Task description
Can you reproduce word for word the part of the XML book-data text that opens with the words containing "But as we can" and closes with "XML file online."?

Text segment

But as we can see, HTML tags make data collection via HTML tables pretty straightforward.
First we will need to specify the XML code. This code block has been saved as an XML file online.
<root>
<book id = "Cyrano de Bergerac">
<Title>
Cyrano de Bergerac
</Title>
<Author>
Edmond Rostand
</Author>
<First_Publish_Date>
1920
</First_Publish_Date>
<Description>
Cyrano de Bergerac, verse drama in five acts by Edmond Rostand, performed in 1897 and published the following year. It was based only nominally on the 17th-century nobleman of the same name, known for his bold adventures and large nose. Set in 17th-century Paris, the action revolves around the emotional problems of the noble, swashbuckling Cyrano, who, despite his many gifts, feels that no woman can ever love him because he has an enormous nose. Secretly in love with the lovely Roxane, Cyrano agrees to help his inarticulate rival, Christian, win her heart by allowing him to present Cyrano’s love poems, speeches, and letters as his own work. Eventually Christian recognizes that Roxane loves him for Cyrano’s qualities, not his own, and he asks Cyrano to confess his identity to Roxane; Christian then goes off to a battle that proves fatal. Cyrano remains silent about his own part in Roxane’s courtship. As he is dying years later, he visits Roxane and recites one of the love letters. Roxane realizes that it is Cyrano she loves, and he dies content. (Britannica)
</Description>
<Revision_Number>
26
</Revision_Number>
<Latest_Revision_Number>
26
</Latest_Revision_Number>
</book>
<book id = "The Good Earth">
<Title>
The Good Earth
</Title>
<Author>
Pearl S. Buck, Nick Bertozzi, Ruth Goode, Donald F. Roden, Ernst Simon, and Stephen Colbourn
</Author>
<First_Publish_Date>
1960
</First_Publish_Date>
<Description>
This tells the poignant tale of a Chinese farmer and his family in old agrarian China. The humble Wang Lung glories in the soil he works, nurturing the land as it nurtures him and his family. Nearby, the nobles of the House of Hwang consider themselves above the land and its workers; but they will soon meet their own downfall. Hard times come upon Wang Lung and his family when flood and drought force them to seek work in the city. The working people riot, breaking into the homes of the rich and forcing them to flee. When Wang Lung shows mercy to one noble and is rewarded, he begins to rise in the world, even as the House of Hwang falls.

Raw records
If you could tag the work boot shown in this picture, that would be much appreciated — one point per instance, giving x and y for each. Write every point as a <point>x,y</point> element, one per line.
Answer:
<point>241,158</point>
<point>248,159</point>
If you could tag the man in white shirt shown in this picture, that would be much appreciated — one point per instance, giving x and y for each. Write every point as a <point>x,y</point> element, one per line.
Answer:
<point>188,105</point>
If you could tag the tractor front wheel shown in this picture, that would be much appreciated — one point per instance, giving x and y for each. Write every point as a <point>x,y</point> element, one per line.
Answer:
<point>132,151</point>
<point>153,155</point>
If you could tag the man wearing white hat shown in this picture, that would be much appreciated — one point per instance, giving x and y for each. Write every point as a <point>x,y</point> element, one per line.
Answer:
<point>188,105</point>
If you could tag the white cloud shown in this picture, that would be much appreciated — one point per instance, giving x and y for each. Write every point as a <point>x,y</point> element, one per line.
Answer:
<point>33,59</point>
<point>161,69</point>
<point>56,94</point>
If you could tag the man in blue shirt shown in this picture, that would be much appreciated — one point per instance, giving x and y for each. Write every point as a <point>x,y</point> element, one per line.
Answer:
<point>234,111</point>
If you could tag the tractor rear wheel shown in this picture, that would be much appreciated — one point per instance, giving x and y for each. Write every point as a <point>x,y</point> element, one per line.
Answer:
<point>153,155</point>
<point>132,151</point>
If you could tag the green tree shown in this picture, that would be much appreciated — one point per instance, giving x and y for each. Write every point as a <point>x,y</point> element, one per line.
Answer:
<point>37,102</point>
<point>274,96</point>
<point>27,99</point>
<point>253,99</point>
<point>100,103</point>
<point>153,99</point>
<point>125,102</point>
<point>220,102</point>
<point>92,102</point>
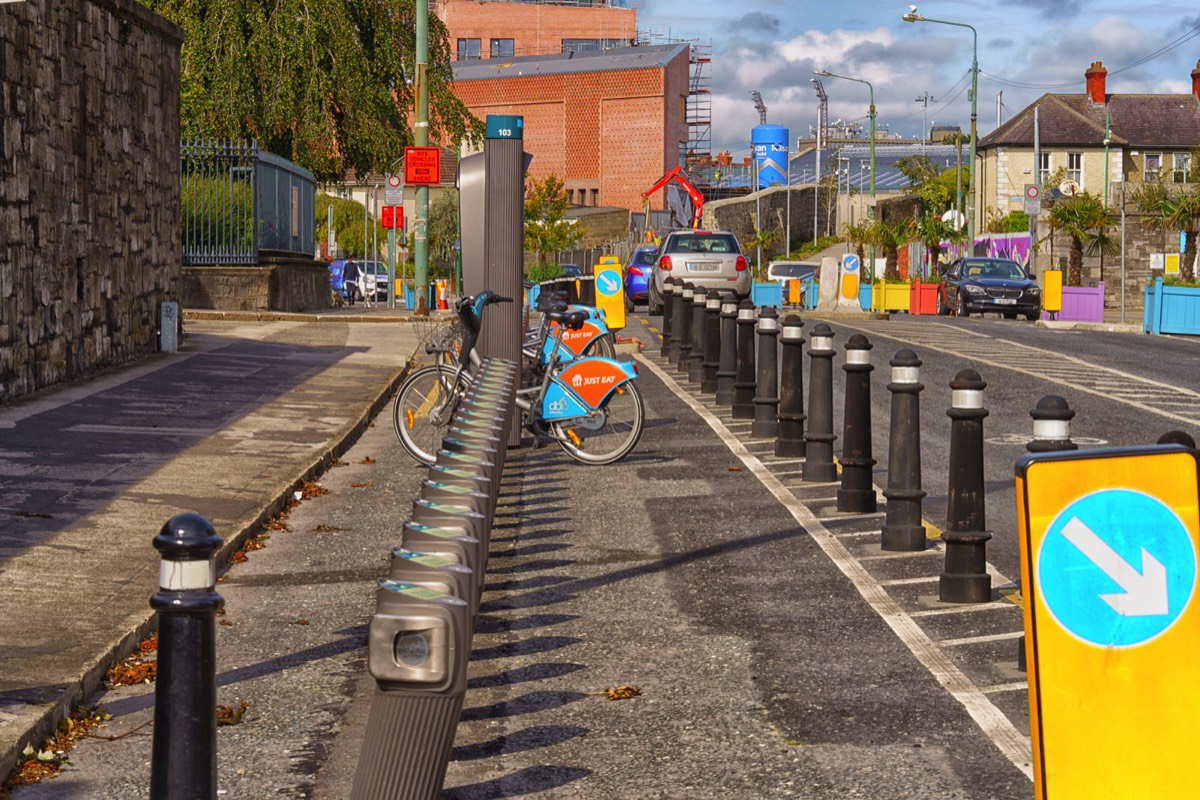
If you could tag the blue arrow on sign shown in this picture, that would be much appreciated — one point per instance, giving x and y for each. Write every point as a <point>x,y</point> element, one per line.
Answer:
<point>1116,567</point>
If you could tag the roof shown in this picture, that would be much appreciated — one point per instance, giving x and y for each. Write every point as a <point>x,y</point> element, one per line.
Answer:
<point>621,58</point>
<point>1074,120</point>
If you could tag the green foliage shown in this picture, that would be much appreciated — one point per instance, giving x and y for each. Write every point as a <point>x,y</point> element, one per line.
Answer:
<point>347,224</point>
<point>546,227</point>
<point>328,84</point>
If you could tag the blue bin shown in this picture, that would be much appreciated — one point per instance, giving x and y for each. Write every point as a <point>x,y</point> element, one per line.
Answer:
<point>767,294</point>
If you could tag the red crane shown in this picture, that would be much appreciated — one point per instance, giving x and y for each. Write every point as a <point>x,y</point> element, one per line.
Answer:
<point>676,174</point>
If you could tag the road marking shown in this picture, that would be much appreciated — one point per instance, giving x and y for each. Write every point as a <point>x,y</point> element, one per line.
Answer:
<point>994,723</point>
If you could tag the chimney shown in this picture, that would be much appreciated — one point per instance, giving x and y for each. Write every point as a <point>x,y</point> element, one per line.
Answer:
<point>1095,77</point>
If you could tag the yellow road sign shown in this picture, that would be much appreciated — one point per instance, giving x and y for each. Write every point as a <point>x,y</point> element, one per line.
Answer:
<point>1109,543</point>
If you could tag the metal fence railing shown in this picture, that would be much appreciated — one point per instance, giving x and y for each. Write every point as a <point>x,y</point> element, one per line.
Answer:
<point>239,200</point>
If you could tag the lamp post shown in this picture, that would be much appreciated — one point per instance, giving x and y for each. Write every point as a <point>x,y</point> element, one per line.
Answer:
<point>826,73</point>
<point>913,17</point>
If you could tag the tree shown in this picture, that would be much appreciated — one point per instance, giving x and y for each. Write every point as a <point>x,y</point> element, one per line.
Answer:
<point>328,84</point>
<point>1171,209</point>
<point>546,227</point>
<point>1084,220</point>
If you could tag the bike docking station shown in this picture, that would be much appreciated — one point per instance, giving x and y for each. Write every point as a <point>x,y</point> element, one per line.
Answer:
<point>419,638</point>
<point>1109,569</point>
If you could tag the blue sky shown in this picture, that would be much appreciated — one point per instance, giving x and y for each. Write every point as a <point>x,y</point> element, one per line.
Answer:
<point>1026,48</point>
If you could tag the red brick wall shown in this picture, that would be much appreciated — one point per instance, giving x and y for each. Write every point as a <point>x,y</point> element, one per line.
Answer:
<point>615,132</point>
<point>537,29</point>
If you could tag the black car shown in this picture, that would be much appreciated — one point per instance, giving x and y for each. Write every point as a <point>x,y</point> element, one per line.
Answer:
<point>977,284</point>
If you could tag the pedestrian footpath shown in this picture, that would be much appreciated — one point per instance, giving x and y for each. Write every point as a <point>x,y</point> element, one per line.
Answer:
<point>228,426</point>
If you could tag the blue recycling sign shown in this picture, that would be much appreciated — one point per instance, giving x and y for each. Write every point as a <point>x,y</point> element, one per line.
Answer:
<point>1116,567</point>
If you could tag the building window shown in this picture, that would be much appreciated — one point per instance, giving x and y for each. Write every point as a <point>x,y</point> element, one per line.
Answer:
<point>1153,167</point>
<point>1075,168</point>
<point>469,48</point>
<point>1043,168</point>
<point>1182,166</point>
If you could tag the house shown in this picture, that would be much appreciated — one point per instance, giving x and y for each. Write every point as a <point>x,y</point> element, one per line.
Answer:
<point>1099,139</point>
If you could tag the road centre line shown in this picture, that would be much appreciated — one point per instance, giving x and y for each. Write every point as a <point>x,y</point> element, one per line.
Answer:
<point>994,723</point>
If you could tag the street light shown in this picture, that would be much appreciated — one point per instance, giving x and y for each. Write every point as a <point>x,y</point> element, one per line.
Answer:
<point>826,73</point>
<point>913,17</point>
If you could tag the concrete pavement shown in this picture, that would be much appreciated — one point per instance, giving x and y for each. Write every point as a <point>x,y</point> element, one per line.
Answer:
<point>227,427</point>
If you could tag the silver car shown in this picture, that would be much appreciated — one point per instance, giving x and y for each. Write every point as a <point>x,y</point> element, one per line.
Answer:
<point>708,259</point>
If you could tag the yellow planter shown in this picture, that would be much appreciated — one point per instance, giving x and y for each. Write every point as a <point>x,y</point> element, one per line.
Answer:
<point>891,295</point>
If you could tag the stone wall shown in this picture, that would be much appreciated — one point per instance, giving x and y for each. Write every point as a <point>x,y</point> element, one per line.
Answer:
<point>89,186</point>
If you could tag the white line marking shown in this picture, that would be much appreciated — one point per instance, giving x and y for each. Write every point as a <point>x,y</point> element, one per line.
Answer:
<point>997,727</point>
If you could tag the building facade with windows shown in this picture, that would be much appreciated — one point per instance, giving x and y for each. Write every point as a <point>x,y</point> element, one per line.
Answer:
<point>505,29</point>
<point>1099,139</point>
<point>607,122</point>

The response
But as we can see, HTML tags make data collection via HTML tables pretty straightforward.
First we will need to specify the XML code. This code block has been saved as an XML file online.